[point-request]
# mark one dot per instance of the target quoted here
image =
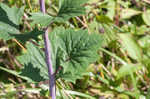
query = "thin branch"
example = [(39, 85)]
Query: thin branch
[(48, 57)]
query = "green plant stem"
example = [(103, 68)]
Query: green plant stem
[(47, 44)]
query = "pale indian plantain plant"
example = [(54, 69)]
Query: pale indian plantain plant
[(72, 50)]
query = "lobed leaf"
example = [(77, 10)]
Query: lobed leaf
[(40, 18), (70, 8)]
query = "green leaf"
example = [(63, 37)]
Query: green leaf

☆ ☆ ☆ ☆ ☆ ☆ ☆

Each entry, start to finish, goes into your copy exactly; the pictures stay out.

### Task solution
[point-request]
# mark one dot per instance of the target quoted here
image =
query = "thin branch"
example = [(39, 85)]
Query: thin branch
[(48, 57)]
query = "green plant stem"
example = [(103, 68)]
Query: green plant stem
[(47, 44)]
query = "pale indian plantain plant"
example = [(54, 69)]
Query: pale indian plantain plant
[(72, 50)]
query = "lobed leaf"
example = [(77, 10)]
Query: lobed leaf
[(40, 18), (70, 8)]
query = "green leaf"
example = [(63, 37)]
Query: green leaf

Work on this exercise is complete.